> **Stated task 1**:
In the Bishkek travel notes, how far did the writer ride to get to the Turkmenistan Embassy?
> **Stated task 2**:
Please update the Bishkek travel notes by writing out the stretch from "To enter Iran" through "More to come…." with "Tourist Visa" changed to "Visitor Visa".
> **Stated task 3**:
Carry on the Bishkek travel notes, starting after their final sentence.

I found an apartment in the centre of Bishkek and started planning my next route. The Iran embassy was about 1km walk away. It was supposed to be open on Monday but no joy. The next day there was a helpful lady that spoke a little English.
To enter Iran I need a Letter of Invite from a registered entity in Iran. Then I can apply online for an eVisa. I also needed a Carnet De Passage for the motorcycle, which I do not have. My Australian travel insurance will not cover me in Iran. The lady did have an option available but we didn’t get into any detail.
To get to Iran I need to travel through Turkmenistan. The next day I rode about 5km to the Turkmenistan Embassy. The government is not currently issuing Transit Visas, so my only option is a Tourist Visa. Unfortunately this means joining a tour and being accompanied by a Guide. More to come….
While in Bishkek I also started organising my more immediate route. I would ride through the centre of Kyrgyzstan back to Osh.

> **Data rows**:

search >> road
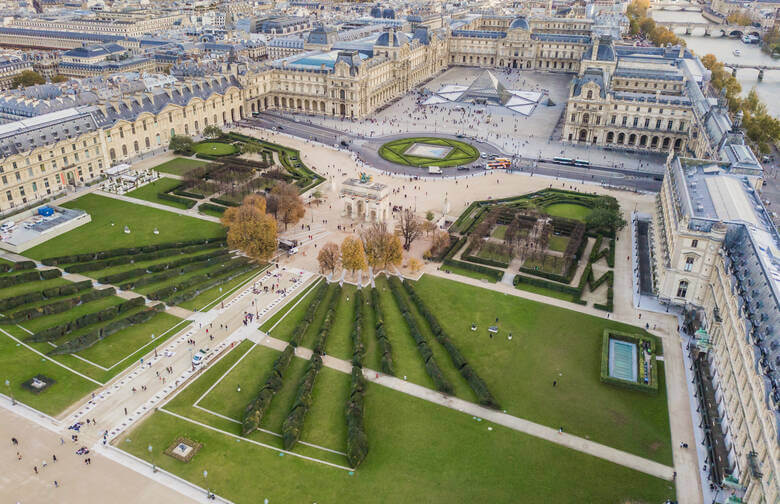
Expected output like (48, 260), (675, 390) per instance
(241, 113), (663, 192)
---
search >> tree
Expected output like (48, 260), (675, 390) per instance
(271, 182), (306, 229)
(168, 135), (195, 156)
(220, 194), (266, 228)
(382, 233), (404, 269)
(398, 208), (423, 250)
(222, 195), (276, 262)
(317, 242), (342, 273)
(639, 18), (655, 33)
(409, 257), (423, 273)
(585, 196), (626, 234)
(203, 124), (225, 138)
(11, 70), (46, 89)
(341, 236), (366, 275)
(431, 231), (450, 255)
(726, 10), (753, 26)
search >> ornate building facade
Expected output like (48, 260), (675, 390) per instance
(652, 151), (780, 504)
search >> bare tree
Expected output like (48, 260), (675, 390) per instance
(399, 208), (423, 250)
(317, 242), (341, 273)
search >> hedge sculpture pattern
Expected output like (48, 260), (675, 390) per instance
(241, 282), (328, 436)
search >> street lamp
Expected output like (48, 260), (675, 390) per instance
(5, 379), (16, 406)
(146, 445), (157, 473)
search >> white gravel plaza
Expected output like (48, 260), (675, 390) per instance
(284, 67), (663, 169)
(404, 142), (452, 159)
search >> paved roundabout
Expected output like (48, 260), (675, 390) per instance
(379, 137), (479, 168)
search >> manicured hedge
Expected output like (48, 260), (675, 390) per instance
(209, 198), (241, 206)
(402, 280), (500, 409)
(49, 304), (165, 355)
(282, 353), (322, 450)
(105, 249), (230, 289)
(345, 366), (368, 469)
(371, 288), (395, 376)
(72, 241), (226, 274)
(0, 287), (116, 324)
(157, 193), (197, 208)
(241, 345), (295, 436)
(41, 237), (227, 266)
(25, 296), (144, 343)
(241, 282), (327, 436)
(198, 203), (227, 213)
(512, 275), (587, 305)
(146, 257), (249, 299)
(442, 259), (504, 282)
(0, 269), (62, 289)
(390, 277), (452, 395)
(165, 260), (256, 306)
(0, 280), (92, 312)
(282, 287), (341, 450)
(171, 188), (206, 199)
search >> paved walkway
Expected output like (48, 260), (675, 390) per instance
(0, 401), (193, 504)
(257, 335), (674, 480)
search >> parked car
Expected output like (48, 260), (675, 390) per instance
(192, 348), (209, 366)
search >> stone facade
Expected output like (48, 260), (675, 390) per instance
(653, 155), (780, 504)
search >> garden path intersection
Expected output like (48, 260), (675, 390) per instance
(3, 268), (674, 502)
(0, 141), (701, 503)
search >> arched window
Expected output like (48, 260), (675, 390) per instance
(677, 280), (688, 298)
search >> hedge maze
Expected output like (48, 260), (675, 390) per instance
---
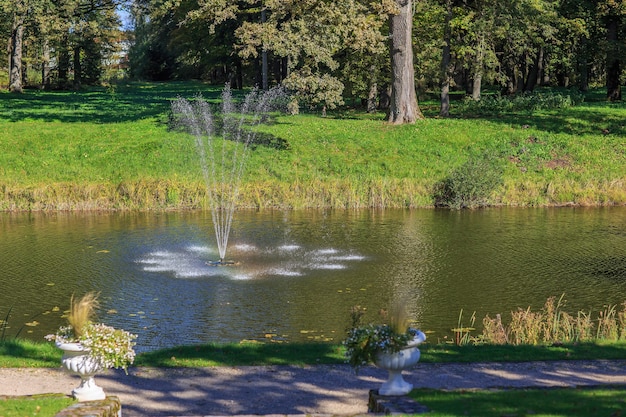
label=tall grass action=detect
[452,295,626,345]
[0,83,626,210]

> **Response 1**:
About 5km.

> **Response 2**:
To enter Iran I need a Letter of Invite from a registered entity in Iran. Then I can apply online for an eVisa. I also needed a Carnet De Passage for the motorcycle, which I do not have. My Australian travel insurance will not cover me in Iran. The lady did have an option available but we didn’t get into any detail.
To get to Iran I need to travel through Turkmenistan. The next day I rode about 5km to the Turkmenistan Embassy. The government is not currently issuing Transit Visas, so my only option is a Visitor Visa. Unfortunately this means joining a tour and being accompanied by a Guide. More to come….

> **Response 3**:
From Osh I would ride to the border and enter Tajikistan and the Pamir Mountains along the Pamir Highway and Wakhan Valley.
The border there is actually closed to Kyrgyzstan and Tajikistan residents. Only foreign tourists are being allowed through. The Pamir Highway is a popular route for foreign overlanders including, many cyclists.
So more paperwork to organise. I needed a permit from the Kyrgyzstan Tourism Authority to be able to exit at the border. That was 20 USD from a tour company called Destination Pamir. I then ordered an eVisa and GBAO permit online with the Tajikistan Government. More detail next Update.
After five days in Bishkek I started back to Osh, via a different route.
Towards the end of my first day the road began to deteriorate as I rode into more remote countryside. On the way through one small town, some locals waved me down. I could not get through the way I was going. I was uncertain about why, but I realised later that Google Maps was taking me down a non existent road. I should have been using my Locus Maps 4 app. The locals gave me some directions and got me back on track. Google Maps is not very good in this region so far. Locus Maps is more reliable.
My correct road heading towards Kara Koo Ashuu Pass and Jalal-Abad. It was getting late now. There had been one small town but nowhere that looked like they offered accommodation. Oh well, keep riding.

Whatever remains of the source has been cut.